Identify each line of the data containing the string "shoreline" and copy those lines.

-------- Excerpted data --------

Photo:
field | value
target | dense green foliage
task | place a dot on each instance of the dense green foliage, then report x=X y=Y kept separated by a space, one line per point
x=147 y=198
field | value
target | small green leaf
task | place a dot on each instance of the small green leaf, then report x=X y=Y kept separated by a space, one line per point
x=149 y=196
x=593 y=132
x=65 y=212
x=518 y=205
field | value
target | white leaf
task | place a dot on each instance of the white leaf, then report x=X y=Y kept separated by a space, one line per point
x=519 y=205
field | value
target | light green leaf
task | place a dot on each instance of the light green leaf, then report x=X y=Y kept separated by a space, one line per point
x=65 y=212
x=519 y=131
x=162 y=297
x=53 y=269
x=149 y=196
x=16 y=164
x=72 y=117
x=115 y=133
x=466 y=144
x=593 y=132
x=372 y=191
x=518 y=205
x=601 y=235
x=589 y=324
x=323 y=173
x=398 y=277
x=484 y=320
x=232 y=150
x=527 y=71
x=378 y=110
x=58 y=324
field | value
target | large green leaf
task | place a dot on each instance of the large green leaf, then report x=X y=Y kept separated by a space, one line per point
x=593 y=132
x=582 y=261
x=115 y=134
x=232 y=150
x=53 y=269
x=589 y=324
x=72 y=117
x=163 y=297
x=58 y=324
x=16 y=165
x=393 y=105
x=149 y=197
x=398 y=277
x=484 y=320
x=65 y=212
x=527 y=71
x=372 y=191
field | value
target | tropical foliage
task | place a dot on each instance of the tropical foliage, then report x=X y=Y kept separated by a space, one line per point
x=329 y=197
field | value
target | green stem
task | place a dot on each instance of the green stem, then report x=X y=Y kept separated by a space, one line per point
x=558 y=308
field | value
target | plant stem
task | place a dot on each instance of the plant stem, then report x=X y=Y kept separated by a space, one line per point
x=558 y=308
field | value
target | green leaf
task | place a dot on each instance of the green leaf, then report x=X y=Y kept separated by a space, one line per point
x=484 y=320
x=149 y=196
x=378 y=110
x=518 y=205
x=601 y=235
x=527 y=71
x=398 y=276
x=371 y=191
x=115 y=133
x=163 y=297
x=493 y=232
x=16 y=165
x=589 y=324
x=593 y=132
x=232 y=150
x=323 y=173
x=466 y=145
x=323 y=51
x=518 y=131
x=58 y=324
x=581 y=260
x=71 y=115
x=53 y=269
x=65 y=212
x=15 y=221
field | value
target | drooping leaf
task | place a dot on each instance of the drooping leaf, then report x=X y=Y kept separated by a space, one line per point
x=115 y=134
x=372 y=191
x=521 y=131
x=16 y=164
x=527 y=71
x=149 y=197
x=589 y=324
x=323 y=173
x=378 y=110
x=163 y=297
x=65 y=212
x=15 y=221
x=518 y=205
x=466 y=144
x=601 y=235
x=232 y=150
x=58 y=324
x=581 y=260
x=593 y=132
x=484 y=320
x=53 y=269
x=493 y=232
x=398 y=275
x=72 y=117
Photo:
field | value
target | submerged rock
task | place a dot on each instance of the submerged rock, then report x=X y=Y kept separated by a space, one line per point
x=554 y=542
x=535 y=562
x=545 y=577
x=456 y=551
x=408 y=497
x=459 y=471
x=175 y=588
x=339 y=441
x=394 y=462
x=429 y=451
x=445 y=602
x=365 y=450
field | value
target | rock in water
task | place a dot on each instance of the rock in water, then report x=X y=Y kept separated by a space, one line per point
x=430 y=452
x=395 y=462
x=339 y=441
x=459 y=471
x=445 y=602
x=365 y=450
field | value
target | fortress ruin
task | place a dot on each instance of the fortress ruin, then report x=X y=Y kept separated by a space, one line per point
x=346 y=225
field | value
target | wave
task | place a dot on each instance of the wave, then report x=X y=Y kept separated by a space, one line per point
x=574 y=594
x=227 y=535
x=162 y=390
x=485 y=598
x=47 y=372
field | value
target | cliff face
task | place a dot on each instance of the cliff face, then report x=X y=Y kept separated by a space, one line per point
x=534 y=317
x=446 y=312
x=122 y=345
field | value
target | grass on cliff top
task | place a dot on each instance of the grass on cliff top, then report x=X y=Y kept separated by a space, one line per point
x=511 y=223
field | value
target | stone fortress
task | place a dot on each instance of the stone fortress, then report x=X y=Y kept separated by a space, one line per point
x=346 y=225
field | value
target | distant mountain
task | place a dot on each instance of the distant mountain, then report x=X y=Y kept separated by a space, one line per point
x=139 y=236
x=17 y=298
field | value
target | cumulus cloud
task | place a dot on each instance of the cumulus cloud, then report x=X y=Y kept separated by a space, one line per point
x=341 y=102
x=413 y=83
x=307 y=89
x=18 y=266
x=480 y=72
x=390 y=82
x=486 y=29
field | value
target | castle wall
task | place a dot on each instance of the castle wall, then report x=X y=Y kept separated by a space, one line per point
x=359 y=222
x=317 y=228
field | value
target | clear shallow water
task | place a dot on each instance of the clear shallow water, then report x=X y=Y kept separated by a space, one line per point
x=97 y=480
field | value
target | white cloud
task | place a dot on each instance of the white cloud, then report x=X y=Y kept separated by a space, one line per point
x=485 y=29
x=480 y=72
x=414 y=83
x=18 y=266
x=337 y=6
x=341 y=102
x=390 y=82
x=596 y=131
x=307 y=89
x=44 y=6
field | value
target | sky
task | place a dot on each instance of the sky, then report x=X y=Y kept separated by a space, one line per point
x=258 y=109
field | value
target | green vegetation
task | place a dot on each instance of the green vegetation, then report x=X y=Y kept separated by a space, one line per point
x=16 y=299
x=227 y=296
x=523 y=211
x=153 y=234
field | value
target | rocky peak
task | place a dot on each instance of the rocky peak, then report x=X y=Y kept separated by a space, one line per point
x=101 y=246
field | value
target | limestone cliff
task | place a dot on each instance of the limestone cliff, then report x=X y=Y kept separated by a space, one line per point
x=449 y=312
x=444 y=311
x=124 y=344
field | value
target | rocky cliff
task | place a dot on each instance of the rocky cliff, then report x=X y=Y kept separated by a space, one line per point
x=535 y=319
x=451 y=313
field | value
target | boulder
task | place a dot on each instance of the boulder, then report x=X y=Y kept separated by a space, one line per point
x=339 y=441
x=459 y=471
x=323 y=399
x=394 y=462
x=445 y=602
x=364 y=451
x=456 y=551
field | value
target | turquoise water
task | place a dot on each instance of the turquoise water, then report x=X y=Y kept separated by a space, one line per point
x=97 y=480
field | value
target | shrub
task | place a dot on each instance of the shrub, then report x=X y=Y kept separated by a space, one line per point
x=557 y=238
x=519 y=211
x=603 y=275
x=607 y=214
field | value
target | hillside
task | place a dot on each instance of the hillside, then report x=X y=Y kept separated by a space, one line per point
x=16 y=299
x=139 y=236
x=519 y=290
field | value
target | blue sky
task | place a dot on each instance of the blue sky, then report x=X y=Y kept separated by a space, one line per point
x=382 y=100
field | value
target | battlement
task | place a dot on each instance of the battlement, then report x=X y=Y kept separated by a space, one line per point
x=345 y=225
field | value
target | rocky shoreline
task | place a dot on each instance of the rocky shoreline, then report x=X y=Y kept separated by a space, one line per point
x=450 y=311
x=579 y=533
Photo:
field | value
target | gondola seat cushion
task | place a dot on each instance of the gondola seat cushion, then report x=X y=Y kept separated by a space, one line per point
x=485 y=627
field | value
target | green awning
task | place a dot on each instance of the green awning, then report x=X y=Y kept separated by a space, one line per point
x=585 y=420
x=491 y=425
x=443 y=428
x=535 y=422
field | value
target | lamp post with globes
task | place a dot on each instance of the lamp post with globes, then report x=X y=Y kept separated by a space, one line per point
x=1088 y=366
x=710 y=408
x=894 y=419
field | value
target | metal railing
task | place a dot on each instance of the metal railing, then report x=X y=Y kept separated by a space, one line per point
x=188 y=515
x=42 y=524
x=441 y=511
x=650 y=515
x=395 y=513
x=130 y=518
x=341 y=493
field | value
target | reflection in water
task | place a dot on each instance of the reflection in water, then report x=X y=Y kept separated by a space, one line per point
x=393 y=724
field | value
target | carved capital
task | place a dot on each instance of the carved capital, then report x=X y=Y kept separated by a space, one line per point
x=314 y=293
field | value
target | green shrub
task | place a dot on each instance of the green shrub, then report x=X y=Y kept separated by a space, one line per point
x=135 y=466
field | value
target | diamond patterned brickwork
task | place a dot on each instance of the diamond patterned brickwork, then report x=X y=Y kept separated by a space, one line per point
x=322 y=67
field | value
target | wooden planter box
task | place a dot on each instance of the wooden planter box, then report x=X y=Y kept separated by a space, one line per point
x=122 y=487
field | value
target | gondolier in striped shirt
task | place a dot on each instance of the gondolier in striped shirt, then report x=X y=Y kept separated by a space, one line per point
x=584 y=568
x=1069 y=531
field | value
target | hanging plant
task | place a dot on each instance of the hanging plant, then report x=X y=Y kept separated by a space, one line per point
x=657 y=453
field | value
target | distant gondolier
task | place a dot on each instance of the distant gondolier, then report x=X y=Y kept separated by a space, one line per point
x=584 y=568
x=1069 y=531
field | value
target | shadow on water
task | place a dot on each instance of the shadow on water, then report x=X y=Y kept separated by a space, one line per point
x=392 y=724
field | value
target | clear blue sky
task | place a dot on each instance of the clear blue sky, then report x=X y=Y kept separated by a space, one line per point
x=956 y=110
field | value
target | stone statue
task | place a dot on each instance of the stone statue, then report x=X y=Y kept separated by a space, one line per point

--------

Task response
target | rocky shoreline
task | place a dot on each instance of the rocky shoreline, then report x=X y=Y kept separated by a space, one line per point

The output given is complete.